** Short problem **
Copy out the items below with each "cacao pod" swapped for "cocoa pod", and keep everything else the same.

** Extracted data **
* * *
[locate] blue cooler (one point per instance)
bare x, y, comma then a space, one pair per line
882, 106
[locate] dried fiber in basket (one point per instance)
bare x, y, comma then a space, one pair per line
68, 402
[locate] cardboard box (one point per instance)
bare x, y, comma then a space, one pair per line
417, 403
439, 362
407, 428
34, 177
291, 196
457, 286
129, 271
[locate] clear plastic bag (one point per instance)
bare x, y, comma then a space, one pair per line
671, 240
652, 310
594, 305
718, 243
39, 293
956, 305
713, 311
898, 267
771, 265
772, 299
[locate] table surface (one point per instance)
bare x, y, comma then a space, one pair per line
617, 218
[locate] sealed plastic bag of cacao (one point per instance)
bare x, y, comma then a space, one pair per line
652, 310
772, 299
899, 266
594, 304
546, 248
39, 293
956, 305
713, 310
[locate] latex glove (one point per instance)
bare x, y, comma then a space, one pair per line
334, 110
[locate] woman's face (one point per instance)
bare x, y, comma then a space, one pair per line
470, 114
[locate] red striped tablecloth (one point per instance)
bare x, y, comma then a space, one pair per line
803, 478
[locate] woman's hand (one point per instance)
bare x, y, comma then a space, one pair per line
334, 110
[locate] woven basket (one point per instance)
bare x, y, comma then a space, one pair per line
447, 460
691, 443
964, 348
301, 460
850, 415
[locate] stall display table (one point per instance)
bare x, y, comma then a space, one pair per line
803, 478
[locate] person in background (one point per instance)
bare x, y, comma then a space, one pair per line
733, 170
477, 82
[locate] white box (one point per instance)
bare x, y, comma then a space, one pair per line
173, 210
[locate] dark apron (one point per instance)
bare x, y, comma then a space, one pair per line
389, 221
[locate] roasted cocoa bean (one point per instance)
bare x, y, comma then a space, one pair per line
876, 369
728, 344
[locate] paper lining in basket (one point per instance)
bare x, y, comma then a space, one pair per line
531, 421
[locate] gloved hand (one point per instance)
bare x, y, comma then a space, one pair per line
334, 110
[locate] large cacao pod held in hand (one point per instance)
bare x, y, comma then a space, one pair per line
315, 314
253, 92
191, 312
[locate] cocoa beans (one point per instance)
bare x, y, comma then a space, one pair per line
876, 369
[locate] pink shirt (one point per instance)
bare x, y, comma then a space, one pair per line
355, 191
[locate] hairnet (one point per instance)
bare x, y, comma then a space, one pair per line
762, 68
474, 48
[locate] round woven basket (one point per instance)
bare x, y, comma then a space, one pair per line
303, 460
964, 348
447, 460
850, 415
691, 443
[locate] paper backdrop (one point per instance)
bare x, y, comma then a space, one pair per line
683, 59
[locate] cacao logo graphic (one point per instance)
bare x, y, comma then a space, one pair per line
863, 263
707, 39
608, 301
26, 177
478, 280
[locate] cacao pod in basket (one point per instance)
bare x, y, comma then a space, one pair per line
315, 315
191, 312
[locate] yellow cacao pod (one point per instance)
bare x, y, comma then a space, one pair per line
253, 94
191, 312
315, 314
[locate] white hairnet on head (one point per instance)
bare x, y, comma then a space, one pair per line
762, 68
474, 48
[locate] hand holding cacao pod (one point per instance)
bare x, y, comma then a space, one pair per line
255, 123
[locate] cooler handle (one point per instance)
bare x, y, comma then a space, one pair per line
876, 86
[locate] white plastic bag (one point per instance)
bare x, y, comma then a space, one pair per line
* * *
** Problem solution **
[locate] blue cooler (one point per instance)
bare x, y, comma then a space, one pair per line
882, 106
[locate] dried fiber in basket (one point per instance)
bare x, y, comma then a space, one pair per line
68, 402
[locate] cardboard box (one point per instance)
bare x, y, comma then a space, one pair per line
417, 403
439, 362
407, 428
34, 177
291, 196
457, 286
129, 271
[locate] clear plastic bag (one point per instance)
bare x, y, comma then a space, one pair per line
671, 240
652, 310
594, 305
718, 243
39, 293
956, 305
713, 311
898, 267
771, 265
772, 299
[locate] table surface (one point per instance)
bare x, y, comma then a space, one pair per line
617, 218
[locate] sealed plastic bag of cacao (one point per instance)
bare x, y, comma then a space, one pair per line
652, 310
772, 299
899, 266
594, 304
546, 248
39, 293
956, 305
713, 310
[locate] latex glove (one point per instance)
bare x, y, comma then a space, one pair per line
334, 110
[locate] woman's face (one point per instance)
bare x, y, comma then a space, one pair per line
470, 114
[locate] red striped tablecloth (one point per instance)
bare x, y, comma then a space, one pair per line
803, 478
[locate] woman's hand (one point per instance)
bare x, y, comma then a space, one pair per line
334, 110
[locate] woven basket (one point per instance)
bare x, y, comma then a space, one pair per line
447, 460
691, 443
964, 348
301, 460
850, 415
[locate] stall display table (one point per instance)
bare x, y, comma then a space, one pair per line
803, 478
[locate] person in background (one point per instance)
bare x, y, comma then a space, one pair per line
733, 170
477, 82
[locate] white box (one point per instance)
bare x, y, comma then a space, one pair per line
173, 210
[locate] dark apron (one point per instance)
bare x, y, comma then a space, one pair per line
389, 221
[locate] roasted cocoa bean (one point per instance)
bare x, y, comma then a space, one pair per line
876, 369
728, 344
[locate] paper lining in basket (one point per instance)
bare x, y, comma then a space, one pair per line
531, 421
[locate] gloved hand (one point per instance)
bare x, y, comma then a space, one pair per line
334, 110
[locate] large cocoa pod held in hand (one point per instance)
bare x, y, comma then a space, one pair per line
315, 314
253, 92
191, 312
[locate] cocoa beans (one point per instance)
bare x, y, comma then a space, one pair per line
876, 369
[locate] pink shirt (one point per instance)
bare x, y, comma then a space, one pair per line
355, 191
[locate] hairnet (one point per instance)
bare x, y, comma then a space, one pair per line
762, 68
474, 48
[locate] round woven basket (one point per instance)
bare x, y, comma then a space, one pair per line
303, 460
964, 348
447, 460
850, 415
691, 443
[locate] paper backdrop (one point per instance)
bare x, y, comma then a space, one pair per line
683, 59
[locate] cacao logo graphic (one point per instance)
bare x, y, comma then a space, one pair per line
863, 263
707, 39
608, 301
26, 177
478, 280
[locate] cocoa pod in basket (one point per instance)
bare x, y, comma then a space, one pair per line
315, 315
191, 312
[locate] yellow cocoa pod (one point per instance)
bare x, y, comma then a space, one pair per line
253, 94
191, 312
315, 314
[locate] white hairnet on head (one point per instance)
bare x, y, comma then a space, one pair per line
762, 68
474, 48
[locate] hand holding cocoa pod (one point per instance)
bare x, y, comma then a space, one pair per line
255, 123
[locate] cooler handle (one point per instance)
bare x, y, comma then a space, one pair per line
876, 86
[locate] white plastic bag (one point per instance)
bare x, y, comma then a space, one pair per line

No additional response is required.